# Exercise goal:
List every row that contains the string "positive", matching case exactly.

(Segmentation mask data)
- - - - - - -

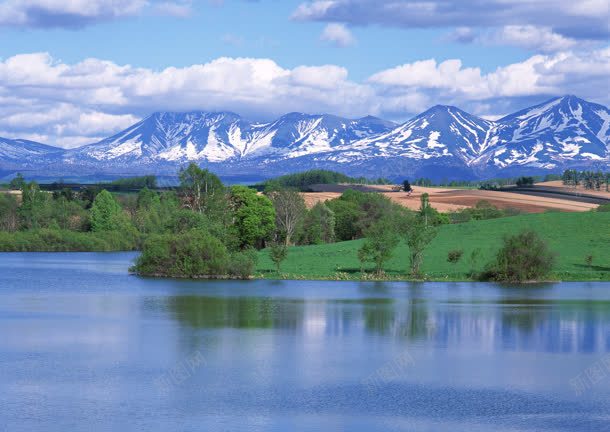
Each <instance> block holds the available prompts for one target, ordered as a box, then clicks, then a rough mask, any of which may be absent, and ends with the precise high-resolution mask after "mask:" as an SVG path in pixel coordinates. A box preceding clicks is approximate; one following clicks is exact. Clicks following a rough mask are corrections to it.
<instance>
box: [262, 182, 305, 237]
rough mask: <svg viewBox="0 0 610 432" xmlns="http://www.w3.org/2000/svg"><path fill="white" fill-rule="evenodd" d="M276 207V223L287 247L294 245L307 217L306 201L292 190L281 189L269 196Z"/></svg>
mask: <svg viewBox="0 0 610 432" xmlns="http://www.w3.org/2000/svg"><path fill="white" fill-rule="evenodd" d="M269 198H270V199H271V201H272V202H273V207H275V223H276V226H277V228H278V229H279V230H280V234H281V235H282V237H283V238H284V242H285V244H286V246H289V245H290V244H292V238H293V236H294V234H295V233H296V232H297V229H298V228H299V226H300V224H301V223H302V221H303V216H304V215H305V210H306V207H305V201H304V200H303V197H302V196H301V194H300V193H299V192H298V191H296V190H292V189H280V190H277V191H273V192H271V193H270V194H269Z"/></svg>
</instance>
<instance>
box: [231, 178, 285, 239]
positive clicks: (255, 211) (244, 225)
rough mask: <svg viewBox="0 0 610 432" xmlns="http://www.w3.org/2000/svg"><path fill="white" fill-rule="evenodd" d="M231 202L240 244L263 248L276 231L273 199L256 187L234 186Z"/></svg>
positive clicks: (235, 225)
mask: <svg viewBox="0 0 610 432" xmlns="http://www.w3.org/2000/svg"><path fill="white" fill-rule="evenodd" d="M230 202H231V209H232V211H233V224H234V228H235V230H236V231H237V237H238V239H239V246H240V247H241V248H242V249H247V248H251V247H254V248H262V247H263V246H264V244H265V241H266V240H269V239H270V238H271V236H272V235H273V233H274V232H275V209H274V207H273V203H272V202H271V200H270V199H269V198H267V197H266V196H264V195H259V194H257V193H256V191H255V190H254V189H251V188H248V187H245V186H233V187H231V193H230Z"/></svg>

- - - - - - -

# Exercise answer:
positive clicks: (255, 211) (244, 225)
positive clicks: (235, 225)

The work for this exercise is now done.